_Source extract_.

--- START ---

FDA finalizes rules on faster approval for some drugs
The Food and Drug Administration has published final guidance to help manufacturers of drug and biologics bring products for treatment of unmet needs to the market faster than they can through the usual approval pathways.
“For those drugs that qualify, participating in one of these expedited programs can reduce the time and possibly the cost of developing new therapies that can save lives,” Dr. Janet Woodcock, director of the FDA’s Center for Drug Evaluation and Research, said in a written statement. “That’s a win for drug innovation and for patients.”
The guidance describes four expe- dited programs and the criteria that qualify products for these faster pathways. These include fast-track designation, breakthrough therapy designation, accelerated approval and priority review designation. A draft version of the guidance, which received comments from major companies including Merck & Co., Novartis and Pfizer, was released last summer.
The regulations are intended to speed the availability of new therapies to patients with serious conditions, especially when there are no satisfactory alternative therapies, while preserving appropriate standards for safety and effectiveness. The FDA said the regulations recognize that “patients and physicians are generally willing to accept greater risks and side effects from treatment of life-threatening and severely debilitating diseases than they would for other diseases.” The agency also recognized that certain aspects of drug development that are feasible for common diseases might not be feasible for rare diseases and that development challenges are often greater with increasing rarity of the disease.

--- END ---

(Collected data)
--- START ---

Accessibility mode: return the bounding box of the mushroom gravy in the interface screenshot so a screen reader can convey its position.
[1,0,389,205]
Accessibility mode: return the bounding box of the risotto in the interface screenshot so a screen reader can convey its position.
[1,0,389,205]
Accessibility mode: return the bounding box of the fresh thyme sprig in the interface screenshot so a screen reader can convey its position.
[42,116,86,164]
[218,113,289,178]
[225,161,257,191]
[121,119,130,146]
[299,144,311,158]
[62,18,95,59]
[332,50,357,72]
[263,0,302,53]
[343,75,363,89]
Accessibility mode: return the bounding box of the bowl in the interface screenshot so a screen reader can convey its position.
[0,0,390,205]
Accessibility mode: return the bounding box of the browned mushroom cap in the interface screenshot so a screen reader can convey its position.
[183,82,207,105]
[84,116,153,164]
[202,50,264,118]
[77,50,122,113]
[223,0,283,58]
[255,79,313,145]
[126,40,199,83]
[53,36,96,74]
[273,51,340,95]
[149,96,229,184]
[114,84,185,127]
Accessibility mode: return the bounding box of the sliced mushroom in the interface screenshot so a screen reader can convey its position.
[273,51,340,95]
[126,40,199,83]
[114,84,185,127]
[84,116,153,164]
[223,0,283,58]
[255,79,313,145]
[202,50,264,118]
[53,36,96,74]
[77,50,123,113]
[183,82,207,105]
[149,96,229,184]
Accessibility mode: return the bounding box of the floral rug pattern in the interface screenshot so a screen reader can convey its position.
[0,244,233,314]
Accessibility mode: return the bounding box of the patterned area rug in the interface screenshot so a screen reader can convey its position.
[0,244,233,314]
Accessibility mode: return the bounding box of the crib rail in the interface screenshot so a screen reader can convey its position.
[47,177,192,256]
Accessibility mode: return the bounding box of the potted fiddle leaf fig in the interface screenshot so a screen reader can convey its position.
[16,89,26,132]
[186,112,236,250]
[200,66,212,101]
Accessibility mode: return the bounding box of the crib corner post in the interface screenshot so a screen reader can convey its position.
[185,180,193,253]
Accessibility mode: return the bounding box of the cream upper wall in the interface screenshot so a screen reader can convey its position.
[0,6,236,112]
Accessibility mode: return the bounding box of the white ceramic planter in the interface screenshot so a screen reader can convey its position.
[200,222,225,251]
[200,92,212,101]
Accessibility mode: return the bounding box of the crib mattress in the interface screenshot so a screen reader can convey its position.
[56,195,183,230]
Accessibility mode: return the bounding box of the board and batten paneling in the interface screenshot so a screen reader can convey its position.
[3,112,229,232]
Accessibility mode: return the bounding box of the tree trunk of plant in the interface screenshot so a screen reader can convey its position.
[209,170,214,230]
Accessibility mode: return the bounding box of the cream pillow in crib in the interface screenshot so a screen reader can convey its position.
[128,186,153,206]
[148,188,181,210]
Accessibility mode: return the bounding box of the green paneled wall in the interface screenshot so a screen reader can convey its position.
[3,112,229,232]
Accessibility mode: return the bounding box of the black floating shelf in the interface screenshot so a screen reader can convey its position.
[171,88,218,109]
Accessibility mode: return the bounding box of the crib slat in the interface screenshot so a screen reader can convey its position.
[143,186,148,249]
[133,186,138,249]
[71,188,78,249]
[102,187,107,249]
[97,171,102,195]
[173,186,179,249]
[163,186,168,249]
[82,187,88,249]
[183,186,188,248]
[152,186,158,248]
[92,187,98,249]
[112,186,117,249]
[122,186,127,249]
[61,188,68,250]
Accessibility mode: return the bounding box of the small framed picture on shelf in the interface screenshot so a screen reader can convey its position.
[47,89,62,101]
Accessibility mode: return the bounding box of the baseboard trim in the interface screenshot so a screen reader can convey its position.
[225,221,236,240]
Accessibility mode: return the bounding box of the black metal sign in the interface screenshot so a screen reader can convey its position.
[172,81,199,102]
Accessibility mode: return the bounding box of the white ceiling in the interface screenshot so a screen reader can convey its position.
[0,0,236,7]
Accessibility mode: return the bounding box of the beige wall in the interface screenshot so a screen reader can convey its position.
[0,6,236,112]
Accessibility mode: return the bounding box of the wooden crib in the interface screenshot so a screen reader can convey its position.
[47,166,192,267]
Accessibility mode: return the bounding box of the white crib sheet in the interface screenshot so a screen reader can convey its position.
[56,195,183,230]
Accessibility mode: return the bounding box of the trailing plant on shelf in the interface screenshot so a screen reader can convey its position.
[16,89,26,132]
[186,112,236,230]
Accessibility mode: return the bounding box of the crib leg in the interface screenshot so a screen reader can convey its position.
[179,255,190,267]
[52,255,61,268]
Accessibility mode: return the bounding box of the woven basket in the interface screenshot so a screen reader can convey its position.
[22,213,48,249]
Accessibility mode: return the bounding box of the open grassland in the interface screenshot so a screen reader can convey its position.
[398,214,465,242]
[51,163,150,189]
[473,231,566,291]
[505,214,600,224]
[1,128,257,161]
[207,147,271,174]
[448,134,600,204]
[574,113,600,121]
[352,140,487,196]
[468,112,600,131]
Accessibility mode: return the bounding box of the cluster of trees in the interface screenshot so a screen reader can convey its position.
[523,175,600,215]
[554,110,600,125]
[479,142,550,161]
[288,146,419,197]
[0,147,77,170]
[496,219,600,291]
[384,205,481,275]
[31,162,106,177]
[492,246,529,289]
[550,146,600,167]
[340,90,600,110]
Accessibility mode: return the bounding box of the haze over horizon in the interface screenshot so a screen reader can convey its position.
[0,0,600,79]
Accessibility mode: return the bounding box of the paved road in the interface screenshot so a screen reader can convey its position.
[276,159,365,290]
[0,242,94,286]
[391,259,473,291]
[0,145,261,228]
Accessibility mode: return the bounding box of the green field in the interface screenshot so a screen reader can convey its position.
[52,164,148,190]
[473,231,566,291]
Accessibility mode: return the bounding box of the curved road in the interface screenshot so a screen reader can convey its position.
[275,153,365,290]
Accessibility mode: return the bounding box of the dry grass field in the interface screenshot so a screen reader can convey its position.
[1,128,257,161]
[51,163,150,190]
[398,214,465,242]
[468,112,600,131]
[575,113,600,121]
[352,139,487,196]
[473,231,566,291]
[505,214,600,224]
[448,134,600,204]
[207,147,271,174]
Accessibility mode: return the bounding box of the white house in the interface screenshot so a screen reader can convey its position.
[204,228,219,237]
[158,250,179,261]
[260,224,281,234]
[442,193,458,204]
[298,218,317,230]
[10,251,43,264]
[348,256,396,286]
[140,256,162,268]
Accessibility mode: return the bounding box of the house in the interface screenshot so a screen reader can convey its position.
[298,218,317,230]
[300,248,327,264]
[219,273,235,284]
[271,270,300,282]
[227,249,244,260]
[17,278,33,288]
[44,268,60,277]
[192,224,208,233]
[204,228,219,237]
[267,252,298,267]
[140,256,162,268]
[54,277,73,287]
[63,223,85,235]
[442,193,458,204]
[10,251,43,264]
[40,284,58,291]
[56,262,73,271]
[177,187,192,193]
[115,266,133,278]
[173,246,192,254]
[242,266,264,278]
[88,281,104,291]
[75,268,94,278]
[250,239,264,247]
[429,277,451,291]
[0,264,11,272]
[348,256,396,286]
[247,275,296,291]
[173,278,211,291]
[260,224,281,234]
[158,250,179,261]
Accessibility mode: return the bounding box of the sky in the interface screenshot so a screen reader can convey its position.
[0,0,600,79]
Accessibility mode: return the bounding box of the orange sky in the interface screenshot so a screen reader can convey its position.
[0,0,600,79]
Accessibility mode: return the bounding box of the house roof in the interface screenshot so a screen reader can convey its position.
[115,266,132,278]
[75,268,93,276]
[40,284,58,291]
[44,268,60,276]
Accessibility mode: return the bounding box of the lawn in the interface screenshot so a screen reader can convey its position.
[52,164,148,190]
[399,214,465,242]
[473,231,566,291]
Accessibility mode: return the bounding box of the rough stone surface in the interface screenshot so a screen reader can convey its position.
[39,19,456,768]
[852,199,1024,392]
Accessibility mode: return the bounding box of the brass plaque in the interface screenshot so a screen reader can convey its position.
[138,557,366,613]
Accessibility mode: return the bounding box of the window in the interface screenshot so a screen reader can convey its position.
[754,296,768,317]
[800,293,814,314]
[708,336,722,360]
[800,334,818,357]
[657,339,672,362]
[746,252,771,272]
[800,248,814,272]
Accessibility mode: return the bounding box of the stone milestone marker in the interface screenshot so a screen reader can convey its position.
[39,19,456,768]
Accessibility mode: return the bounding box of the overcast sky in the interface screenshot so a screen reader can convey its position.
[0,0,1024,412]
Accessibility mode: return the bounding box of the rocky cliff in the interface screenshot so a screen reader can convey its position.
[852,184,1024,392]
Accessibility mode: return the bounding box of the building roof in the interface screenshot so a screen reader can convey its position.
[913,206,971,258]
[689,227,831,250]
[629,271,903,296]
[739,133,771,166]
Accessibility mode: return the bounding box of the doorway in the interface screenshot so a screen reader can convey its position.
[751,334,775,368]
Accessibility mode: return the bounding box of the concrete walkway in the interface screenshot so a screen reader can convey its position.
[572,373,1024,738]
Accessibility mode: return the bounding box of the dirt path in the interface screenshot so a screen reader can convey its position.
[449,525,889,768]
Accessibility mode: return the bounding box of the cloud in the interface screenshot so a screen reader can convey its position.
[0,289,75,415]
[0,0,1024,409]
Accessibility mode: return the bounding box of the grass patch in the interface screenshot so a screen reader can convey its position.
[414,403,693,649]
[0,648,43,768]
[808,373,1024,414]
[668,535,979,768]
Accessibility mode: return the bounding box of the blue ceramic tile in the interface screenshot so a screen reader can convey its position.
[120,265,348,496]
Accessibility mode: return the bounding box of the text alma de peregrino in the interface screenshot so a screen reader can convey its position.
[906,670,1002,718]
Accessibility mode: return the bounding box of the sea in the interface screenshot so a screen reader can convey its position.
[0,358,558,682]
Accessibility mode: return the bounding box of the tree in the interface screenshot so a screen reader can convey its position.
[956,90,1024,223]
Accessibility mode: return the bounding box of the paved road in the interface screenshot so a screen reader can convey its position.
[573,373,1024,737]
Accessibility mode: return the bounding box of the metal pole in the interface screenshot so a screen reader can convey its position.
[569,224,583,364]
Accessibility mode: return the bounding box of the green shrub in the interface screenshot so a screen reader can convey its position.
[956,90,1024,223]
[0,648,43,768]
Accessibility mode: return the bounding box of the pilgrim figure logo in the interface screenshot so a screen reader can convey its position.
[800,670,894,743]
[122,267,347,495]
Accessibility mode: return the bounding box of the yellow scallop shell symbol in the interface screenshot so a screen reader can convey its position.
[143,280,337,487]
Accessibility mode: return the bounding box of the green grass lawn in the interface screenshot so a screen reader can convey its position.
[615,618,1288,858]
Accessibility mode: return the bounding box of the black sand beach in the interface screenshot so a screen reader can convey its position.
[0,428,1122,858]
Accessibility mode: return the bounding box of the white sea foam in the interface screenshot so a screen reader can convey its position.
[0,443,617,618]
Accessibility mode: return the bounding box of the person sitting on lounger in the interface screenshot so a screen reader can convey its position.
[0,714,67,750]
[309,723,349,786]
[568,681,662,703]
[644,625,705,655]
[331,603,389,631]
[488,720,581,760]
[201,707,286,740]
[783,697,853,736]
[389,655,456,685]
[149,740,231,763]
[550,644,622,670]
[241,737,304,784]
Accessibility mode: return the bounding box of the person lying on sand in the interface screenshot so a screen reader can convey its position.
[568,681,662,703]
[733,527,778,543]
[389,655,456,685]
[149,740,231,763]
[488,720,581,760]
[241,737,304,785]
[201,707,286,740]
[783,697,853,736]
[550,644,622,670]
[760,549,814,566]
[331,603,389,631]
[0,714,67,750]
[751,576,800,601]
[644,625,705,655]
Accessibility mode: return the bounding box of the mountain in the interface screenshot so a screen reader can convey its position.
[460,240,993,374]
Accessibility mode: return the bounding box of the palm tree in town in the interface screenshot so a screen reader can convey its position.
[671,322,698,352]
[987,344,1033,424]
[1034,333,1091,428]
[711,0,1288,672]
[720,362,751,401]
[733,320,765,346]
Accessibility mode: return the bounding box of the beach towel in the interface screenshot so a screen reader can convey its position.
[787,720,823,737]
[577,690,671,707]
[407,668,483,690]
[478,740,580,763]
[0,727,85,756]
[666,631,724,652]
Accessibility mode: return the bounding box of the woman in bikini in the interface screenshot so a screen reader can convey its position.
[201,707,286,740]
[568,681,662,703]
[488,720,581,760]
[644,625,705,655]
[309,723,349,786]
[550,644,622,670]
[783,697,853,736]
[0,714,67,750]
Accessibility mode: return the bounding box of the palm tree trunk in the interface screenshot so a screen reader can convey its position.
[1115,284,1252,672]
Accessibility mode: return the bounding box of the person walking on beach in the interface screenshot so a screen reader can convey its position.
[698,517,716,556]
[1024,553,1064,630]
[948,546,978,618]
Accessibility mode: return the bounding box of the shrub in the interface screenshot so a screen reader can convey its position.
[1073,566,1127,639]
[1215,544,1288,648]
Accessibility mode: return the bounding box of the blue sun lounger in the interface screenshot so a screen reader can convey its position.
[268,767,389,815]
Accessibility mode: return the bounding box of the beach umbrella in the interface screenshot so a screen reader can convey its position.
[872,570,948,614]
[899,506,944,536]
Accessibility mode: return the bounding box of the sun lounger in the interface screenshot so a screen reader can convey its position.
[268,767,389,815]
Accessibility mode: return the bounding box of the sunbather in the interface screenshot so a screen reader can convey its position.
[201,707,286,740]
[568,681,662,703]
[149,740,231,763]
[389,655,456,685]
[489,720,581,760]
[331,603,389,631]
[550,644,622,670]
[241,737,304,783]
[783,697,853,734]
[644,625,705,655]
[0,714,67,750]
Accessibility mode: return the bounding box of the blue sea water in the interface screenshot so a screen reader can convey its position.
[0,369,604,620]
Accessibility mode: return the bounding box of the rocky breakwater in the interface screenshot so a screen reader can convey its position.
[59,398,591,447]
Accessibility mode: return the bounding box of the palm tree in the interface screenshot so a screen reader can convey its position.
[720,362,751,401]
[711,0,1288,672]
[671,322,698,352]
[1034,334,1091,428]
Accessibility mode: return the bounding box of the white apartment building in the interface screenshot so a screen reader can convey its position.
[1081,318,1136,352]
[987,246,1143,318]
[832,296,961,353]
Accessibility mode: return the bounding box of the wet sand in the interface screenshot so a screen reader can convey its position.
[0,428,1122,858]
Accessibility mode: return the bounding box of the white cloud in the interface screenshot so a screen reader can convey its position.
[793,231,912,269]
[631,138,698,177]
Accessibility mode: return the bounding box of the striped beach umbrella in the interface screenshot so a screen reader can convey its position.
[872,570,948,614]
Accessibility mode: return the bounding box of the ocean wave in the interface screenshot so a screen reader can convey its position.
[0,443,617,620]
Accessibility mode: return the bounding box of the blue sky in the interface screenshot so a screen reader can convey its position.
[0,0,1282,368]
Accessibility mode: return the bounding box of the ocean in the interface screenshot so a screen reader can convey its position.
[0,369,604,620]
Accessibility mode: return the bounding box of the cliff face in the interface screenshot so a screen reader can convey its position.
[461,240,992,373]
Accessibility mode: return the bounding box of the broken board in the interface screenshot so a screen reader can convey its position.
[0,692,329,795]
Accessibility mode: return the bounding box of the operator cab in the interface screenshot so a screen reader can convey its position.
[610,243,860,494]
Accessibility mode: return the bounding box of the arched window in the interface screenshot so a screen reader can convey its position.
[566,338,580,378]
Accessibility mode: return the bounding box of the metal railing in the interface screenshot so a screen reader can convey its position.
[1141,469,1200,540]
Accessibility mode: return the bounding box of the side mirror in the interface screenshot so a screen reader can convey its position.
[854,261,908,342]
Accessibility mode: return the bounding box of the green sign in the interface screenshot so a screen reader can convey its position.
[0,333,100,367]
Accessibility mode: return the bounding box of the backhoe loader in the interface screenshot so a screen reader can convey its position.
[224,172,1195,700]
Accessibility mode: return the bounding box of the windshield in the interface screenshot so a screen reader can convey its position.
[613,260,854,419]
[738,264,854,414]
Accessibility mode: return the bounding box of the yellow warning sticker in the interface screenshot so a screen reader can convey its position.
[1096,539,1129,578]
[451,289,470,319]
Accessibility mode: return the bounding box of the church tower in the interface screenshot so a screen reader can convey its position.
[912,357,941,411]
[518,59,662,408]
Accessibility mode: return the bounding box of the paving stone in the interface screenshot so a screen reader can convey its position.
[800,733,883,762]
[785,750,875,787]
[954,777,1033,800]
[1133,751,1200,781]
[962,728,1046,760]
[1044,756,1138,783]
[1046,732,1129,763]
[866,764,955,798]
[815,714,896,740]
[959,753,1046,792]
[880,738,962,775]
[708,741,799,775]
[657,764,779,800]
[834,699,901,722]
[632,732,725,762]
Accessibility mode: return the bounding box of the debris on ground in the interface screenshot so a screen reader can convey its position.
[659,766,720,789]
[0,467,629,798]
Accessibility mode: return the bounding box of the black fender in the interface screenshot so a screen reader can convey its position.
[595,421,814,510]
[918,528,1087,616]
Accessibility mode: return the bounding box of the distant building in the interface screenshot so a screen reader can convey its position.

--- END ---

_Using the information_.
**a.** Answer these from the article on the FDA's faster drug approval rules:
(i) What position does Dr. Janet Woodcock hold?
(ii) Which four expedited programs does the guidance describe?
(iii) Which major companies submitted comments on the draft version of the guidance?
**b.** Continue the article on the FDA's faster drug approval rules, starting after its last sentence.

_Answer set_.
**a.**
(i) Director of the FDA's Center for Drug Evaluation and Research
(ii) Fast-track designation, breakthrough therapy designation, accelerated approval and priority review designation
(iii) Merck & Co., Novartis and Pfizer

**b.**
Nearly half of the 27 new drugs the FDA approved last year took advantage of at least one of these expedited drug development and review approaches, with review times as short as 4½ months. That compares with the year or more review period for other drugs, according to the agency.
The release of the final guidance comes nearly three months after the FDA alerted drugmakers that they have to change labeling on drugs approved through the accelerated approval pathway so doctors and patients know such approvals could subsequently be revoked.
Approval granted through one of these programs can be revoked in cases where a trial required to verify the clinical benefit of the product fails to document that benefit. Other criteria for revocation include when evidence comes to light the product is not safe or effective, and when a manufacturer does not conduct the required postapproval trial of the drug or disseminates false or misleading promotional materials relating to the product.